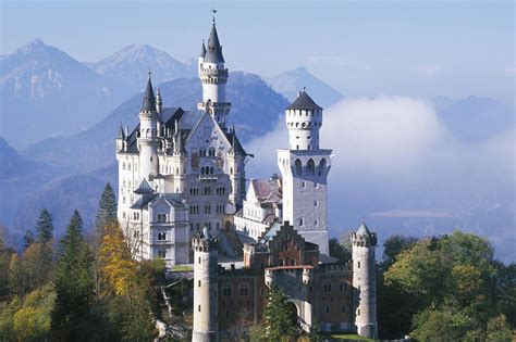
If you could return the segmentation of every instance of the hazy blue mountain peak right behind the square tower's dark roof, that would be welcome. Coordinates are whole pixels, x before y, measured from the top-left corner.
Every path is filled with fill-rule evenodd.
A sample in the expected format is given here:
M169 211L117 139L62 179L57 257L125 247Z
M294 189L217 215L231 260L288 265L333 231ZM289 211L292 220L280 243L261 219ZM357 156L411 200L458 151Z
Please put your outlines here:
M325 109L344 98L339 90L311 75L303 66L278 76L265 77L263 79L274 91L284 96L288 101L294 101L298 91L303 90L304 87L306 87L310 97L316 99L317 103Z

------------------------------------------------

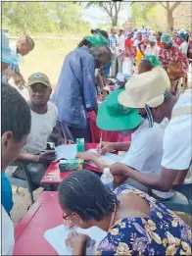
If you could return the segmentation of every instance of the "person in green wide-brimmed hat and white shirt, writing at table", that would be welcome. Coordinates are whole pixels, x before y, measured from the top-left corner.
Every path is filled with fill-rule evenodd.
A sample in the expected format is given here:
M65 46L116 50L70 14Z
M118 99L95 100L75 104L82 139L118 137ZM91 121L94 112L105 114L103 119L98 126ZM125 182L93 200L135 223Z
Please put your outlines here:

------------------------------------------------

*Exercise*
Pick out all lines from the data above in which the word "measured" appears.

*Exercise output*
If you could return the segmentation of every instance of the hazy blue mountain peak right behind the square tower's dark roof, that would be welcome. Coordinates are whole pixels, x before y, measured from the top-left corner.
If you could return the segmentation of every instance of the "person in green wide-brimmed hat and white shirt, writing at table", that would be welcome. Coordinates are whole pixels, x before y, measured from the top-left corner.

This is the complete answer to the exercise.